■ WHAT YOU NEED TO DO: Rewrite the lines from the one containing "target | man in orange shirt" through the one containing "[(261, 71)]", swapping "orange" for "red" and leaving everything else the same.

■ SUPPLIED MATERIAL:
--- Start ---

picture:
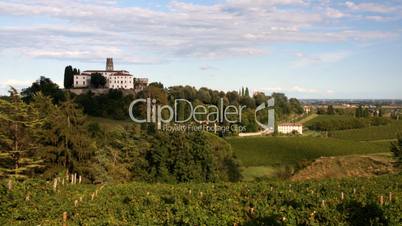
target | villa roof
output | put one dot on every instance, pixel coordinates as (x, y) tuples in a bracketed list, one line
[(290, 124)]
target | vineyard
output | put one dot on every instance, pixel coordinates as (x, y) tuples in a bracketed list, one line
[(375, 201), (263, 151), (370, 133)]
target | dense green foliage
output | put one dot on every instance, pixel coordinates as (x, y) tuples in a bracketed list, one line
[(43, 139), (46, 87), (269, 151), (263, 203), (19, 124)]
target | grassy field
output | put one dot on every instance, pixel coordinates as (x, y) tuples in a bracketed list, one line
[(387, 132), (318, 118), (276, 151)]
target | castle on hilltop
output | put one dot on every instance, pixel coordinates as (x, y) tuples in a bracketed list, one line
[(115, 79)]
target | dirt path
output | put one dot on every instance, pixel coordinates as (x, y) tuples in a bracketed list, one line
[(347, 166)]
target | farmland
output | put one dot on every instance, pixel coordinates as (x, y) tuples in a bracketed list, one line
[(386, 132), (275, 151), (350, 201)]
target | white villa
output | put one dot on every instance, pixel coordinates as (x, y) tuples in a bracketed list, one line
[(115, 79), (287, 128)]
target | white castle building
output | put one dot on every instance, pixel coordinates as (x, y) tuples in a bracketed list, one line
[(115, 79), (287, 128)]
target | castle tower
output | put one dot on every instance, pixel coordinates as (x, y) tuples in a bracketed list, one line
[(109, 64)]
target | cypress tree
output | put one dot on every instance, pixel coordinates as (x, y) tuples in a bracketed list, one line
[(68, 77)]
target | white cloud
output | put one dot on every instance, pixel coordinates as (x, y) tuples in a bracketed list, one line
[(307, 60), (83, 30), (296, 90), (369, 7)]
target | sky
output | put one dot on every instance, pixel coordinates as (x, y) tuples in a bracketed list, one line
[(303, 48)]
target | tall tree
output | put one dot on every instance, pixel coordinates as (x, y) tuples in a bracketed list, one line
[(247, 92), (330, 110), (66, 140), (19, 123), (68, 77), (47, 87)]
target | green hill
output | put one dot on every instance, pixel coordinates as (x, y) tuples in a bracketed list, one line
[(274, 151)]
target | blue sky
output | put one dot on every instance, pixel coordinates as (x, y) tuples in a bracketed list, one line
[(306, 49)]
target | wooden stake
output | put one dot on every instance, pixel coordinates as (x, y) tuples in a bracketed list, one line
[(10, 185), (65, 219), (55, 184)]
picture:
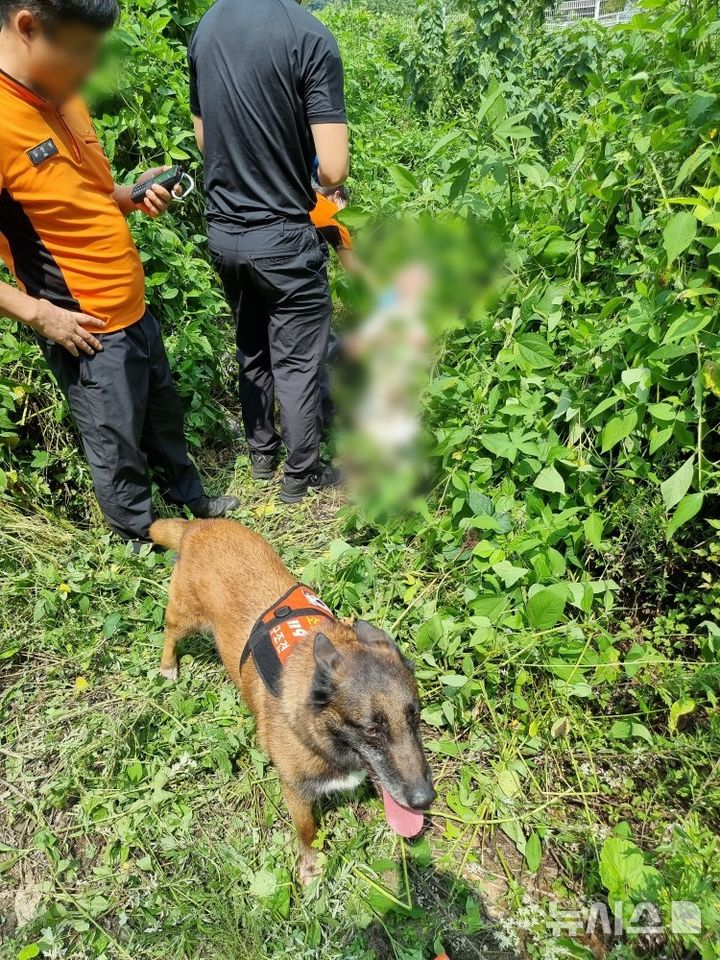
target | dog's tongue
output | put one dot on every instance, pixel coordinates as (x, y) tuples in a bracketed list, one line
[(403, 820)]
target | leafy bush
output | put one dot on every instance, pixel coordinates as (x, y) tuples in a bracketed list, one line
[(557, 587)]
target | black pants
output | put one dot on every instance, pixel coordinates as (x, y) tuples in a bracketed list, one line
[(275, 280), (130, 420)]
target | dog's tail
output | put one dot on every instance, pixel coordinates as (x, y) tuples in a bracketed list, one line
[(169, 533)]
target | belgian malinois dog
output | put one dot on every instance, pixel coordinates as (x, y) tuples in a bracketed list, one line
[(338, 704)]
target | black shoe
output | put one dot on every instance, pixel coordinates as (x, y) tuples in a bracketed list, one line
[(295, 489), (263, 466), (210, 508)]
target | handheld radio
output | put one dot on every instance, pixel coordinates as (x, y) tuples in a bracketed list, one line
[(168, 179)]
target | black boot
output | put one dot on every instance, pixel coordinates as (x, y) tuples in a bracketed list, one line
[(295, 489), (264, 465), (209, 508)]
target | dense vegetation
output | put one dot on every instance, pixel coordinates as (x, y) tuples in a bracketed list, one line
[(558, 586)]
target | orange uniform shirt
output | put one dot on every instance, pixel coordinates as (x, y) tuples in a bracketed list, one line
[(323, 217), (61, 232)]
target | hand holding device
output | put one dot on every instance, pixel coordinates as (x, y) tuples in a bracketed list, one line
[(169, 180)]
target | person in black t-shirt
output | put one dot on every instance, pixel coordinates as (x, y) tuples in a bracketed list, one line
[(266, 93)]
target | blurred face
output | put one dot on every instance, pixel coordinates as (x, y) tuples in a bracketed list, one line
[(58, 58)]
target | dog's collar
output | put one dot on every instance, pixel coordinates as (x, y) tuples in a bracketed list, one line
[(276, 633)]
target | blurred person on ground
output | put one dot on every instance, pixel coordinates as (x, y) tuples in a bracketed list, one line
[(64, 236), (266, 94)]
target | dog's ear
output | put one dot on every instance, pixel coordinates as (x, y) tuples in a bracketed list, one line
[(327, 660), (326, 656), (370, 634)]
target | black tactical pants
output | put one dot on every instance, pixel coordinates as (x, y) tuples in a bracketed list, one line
[(275, 280), (130, 421)]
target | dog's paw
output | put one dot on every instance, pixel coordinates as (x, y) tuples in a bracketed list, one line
[(308, 868)]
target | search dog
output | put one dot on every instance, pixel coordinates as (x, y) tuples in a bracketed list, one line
[(346, 704)]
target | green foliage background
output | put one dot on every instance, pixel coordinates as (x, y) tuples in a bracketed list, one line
[(558, 587)]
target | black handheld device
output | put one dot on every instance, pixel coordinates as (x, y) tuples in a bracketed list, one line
[(168, 179)]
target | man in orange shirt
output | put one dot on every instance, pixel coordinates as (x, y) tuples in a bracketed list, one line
[(64, 236)]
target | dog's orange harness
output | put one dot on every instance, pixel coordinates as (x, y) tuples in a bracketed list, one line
[(276, 633)]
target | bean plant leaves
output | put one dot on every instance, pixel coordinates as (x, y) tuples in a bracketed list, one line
[(403, 178), (678, 234), (545, 607), (551, 480), (675, 487), (688, 508)]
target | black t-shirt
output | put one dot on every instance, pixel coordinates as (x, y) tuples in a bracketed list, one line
[(261, 71)]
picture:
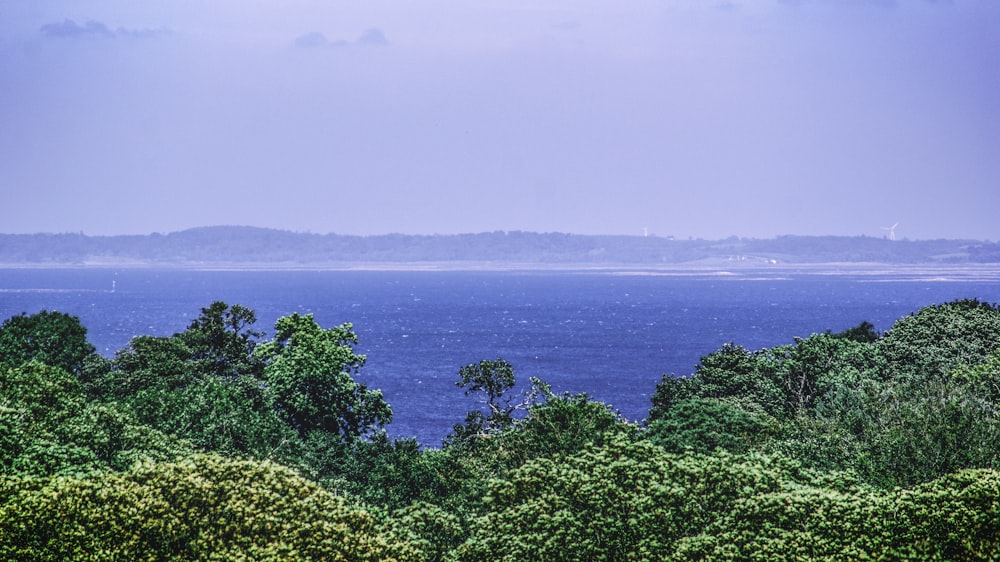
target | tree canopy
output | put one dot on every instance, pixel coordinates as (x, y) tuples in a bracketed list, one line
[(216, 443)]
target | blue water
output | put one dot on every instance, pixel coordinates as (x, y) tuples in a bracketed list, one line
[(611, 336)]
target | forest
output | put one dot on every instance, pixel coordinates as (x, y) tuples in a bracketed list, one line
[(217, 443)]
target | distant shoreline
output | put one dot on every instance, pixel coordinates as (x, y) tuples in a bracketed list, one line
[(721, 270)]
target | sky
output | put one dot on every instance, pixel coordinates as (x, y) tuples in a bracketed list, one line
[(684, 118)]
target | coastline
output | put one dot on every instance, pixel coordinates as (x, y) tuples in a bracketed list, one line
[(703, 268)]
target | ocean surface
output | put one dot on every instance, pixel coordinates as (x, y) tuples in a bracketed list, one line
[(611, 335)]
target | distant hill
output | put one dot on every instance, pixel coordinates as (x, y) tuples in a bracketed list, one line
[(239, 246)]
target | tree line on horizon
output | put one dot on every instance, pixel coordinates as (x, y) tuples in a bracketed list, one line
[(265, 246), (218, 443)]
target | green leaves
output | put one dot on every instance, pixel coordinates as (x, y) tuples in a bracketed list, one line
[(204, 507), (53, 338), (309, 370)]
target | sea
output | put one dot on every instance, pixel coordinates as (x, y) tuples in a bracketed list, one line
[(610, 334)]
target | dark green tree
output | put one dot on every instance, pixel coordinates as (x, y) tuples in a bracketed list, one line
[(54, 338), (939, 338), (310, 372)]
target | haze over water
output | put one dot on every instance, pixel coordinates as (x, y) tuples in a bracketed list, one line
[(611, 336)]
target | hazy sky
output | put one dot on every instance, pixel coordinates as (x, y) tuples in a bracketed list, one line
[(704, 118)]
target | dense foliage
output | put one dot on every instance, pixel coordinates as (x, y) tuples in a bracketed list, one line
[(218, 444)]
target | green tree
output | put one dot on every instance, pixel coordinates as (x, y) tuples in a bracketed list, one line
[(47, 426), (493, 379), (222, 339), (620, 501), (309, 371), (54, 338), (937, 339), (199, 508)]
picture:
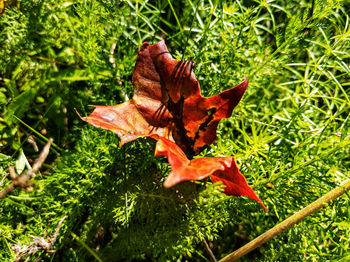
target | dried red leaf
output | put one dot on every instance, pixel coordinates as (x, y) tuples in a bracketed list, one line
[(222, 169), (167, 102)]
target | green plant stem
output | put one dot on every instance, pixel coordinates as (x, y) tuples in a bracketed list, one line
[(289, 222), (38, 134), (93, 253)]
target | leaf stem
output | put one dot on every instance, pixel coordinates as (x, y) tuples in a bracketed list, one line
[(289, 222)]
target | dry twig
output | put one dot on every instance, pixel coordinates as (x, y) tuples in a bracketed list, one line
[(289, 222)]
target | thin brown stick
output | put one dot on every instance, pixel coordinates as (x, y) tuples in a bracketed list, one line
[(22, 180), (289, 222), (290, 130)]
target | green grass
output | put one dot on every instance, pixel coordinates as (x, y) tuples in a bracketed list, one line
[(290, 135)]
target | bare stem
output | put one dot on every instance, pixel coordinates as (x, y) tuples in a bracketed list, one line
[(289, 222)]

--- End ---

■ OUTPUT BELOW:
target | man in red shirt
output | put one dot on every instance, pixel coordinates as (x, y) tuples in a bracketed list, one line
[(64, 236)]
target | dog's red harness
output | put one dot on every instance, pixel coordinates as (x, y) tuples in a bracketed list, one line
[(276, 633)]
target | bean plant leaves
output | put one dot on every instance, pixel coordinates as (x, y) tuples in a bracketed list, one line
[(403, 178), (678, 234), (545, 607), (551, 480), (675, 487), (688, 508)]
target | black t-shirt
output | put one dot on every instance, pixel coordinates as (x, y) tuples in a bracketed list, one line
[(261, 71)]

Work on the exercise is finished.